Render the part of the listing below that begins with the line containing "Practice. For this step, pick out the white wedding" and runs through the line containing "point(684, 227)" as a JSON list of strings, one string per line. Include both of those lines and omit any blank lines.
++++ Available data
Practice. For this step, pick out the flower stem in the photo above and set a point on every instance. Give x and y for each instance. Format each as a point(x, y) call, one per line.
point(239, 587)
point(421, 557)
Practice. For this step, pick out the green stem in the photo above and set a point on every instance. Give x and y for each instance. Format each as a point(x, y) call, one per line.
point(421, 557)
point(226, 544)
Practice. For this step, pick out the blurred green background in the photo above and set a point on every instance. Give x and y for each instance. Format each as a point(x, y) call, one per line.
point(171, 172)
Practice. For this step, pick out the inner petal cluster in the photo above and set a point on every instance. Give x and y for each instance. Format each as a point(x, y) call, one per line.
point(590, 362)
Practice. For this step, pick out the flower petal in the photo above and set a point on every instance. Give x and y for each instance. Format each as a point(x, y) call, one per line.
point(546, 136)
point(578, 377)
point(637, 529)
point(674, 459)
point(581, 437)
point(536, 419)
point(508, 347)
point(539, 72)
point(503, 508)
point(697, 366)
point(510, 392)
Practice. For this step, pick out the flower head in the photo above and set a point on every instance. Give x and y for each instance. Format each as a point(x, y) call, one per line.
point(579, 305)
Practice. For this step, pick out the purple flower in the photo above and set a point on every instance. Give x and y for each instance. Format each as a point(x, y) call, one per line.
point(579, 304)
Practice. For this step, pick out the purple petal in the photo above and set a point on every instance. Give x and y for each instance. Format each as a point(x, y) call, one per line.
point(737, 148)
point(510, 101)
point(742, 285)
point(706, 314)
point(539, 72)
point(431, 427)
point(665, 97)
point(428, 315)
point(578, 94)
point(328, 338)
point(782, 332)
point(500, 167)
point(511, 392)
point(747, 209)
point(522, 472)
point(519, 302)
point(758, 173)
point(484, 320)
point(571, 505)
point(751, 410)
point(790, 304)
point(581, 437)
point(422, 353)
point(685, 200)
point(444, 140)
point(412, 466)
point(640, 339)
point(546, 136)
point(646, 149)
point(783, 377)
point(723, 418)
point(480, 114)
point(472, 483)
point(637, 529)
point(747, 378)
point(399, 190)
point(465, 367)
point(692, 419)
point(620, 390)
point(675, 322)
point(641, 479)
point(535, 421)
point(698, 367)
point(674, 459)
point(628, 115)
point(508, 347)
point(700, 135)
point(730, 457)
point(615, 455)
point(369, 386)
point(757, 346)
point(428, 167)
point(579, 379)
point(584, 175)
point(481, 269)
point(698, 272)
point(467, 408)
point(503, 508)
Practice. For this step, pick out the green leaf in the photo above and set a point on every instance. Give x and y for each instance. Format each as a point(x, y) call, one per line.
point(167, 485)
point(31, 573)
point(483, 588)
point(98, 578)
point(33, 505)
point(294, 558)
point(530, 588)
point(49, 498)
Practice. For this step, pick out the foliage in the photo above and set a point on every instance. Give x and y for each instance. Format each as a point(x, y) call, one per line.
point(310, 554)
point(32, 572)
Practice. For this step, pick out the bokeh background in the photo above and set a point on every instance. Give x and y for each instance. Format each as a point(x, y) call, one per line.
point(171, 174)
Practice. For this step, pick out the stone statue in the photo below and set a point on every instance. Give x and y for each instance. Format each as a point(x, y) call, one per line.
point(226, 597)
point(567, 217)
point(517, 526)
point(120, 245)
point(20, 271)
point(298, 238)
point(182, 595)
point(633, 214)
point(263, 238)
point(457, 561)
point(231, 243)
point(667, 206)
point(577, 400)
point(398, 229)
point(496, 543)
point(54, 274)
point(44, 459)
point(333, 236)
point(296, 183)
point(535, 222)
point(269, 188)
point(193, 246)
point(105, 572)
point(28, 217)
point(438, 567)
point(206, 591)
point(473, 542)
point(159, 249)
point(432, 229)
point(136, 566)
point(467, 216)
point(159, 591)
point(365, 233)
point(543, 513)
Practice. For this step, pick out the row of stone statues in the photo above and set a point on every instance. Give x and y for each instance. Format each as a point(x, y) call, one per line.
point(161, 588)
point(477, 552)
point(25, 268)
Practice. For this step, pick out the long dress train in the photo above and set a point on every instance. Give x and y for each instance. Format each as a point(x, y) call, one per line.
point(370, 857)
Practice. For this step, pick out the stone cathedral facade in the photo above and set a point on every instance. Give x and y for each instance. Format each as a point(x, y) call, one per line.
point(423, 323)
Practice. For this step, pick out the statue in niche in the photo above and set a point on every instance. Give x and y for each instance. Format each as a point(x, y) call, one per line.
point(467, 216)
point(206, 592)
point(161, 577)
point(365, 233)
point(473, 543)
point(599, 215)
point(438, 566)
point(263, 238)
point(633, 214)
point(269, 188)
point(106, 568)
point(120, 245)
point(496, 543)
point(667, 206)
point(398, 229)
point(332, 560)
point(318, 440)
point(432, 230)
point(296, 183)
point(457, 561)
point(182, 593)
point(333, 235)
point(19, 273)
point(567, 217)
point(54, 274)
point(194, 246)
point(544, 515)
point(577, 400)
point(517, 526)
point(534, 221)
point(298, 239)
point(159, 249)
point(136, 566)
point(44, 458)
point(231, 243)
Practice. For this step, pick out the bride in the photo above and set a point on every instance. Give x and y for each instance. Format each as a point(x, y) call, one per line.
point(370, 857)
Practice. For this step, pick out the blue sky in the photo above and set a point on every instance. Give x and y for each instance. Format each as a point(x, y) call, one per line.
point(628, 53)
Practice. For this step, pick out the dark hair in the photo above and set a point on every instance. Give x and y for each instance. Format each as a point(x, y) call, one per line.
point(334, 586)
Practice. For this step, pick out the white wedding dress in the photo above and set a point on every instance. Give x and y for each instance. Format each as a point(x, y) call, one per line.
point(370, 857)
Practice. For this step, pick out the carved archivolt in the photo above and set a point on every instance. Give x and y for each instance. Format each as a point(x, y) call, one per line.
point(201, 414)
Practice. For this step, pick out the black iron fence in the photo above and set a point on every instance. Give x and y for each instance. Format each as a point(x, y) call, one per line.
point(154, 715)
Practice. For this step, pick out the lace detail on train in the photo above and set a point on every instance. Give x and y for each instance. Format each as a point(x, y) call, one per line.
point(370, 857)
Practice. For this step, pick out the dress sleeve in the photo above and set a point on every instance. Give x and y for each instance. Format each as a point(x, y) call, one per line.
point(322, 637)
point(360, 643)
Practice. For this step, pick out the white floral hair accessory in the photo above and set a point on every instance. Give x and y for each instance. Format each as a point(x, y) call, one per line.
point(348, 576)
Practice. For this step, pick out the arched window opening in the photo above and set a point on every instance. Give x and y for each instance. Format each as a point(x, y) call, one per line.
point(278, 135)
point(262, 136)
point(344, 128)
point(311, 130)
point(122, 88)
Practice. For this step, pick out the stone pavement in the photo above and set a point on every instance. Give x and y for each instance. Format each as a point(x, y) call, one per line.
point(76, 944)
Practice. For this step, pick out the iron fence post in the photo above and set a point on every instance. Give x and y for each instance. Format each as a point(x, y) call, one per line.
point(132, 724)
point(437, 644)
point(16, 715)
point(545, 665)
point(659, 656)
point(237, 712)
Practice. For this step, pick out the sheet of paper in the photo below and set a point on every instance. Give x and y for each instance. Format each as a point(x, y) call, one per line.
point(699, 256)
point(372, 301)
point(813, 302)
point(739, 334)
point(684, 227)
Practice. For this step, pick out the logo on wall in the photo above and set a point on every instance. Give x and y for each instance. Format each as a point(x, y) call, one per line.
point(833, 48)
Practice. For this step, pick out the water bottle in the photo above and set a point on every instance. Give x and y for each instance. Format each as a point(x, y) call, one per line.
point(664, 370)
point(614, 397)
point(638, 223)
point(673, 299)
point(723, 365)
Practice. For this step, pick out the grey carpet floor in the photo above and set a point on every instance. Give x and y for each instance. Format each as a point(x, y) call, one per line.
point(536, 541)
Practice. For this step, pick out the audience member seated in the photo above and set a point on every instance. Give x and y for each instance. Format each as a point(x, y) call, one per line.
++++++++
-- Reply --
[
  "Practice. For this step, pick out the white wedding dress in the photo above and set a point on every instance. Give x and y for each instance. Format each as a point(x, y) call, one per line.",
  "point(370, 857)",
  "Practice. For this step, pick out the carved archivolt in the photo above and set a point on every instance. Give x and y for each instance. Format each as a point(x, y) call, one per line.",
  "point(201, 414)",
  "Practice. For this step, pick out the black iron fence in the photo above and set a point on every instance. Give x and y for each instance. Format each as a point(x, y) call, one per line.",
  "point(154, 715)",
  "Practice. For this step, pick out the lace detail on train in the photo above and set a point on every instance. Give x and y for each instance. Format each as a point(x, y) call, one per line.",
  "point(370, 857)",
  "Practice. For this step, pick out the dress sleeve in the photo above and set a point on every instance. Give x and y for each instance. Format each as a point(x, y) call, one per line.",
  "point(322, 637)",
  "point(360, 643)",
  "Practice. For this step, pick out the white floral hair accessory in the photo above and set a point on every instance. Give x and y for each instance. Format each as a point(x, y) call, one per line.",
  "point(348, 576)",
  "Practice. For this step, pick out the arched window opening in the photo above and set a point on every instance. Give x and y for each instance. Format each as a point(x, y) call, one per line.",
  "point(278, 135)",
  "point(262, 136)",
  "point(344, 128)",
  "point(311, 130)",
  "point(122, 88)",
  "Practice. For this step, pick out the stone pavement in the photo above and set a point on every instance. Give x and y for each instance. Format each as a point(x, y) call, one per line.",
  "point(76, 944)",
  "Practice. For this step, pick out the iron fence post in the photo above and set a point on every instance. Give x and y for each instance. Format each as a point(x, y) call, one per line.",
  "point(132, 724)",
  "point(437, 644)",
  "point(16, 715)",
  "point(545, 665)",
  "point(659, 656)",
  "point(237, 712)",
  "Practice. For this step, pick out the sheet of paper in the photo below and set a point on every instance. Give x and y for each instance. Format each as a point(x, y) call, one per line.",
  "point(699, 256)",
  "point(372, 301)",
  "point(813, 302)",
  "point(739, 334)",
  "point(684, 227)"
]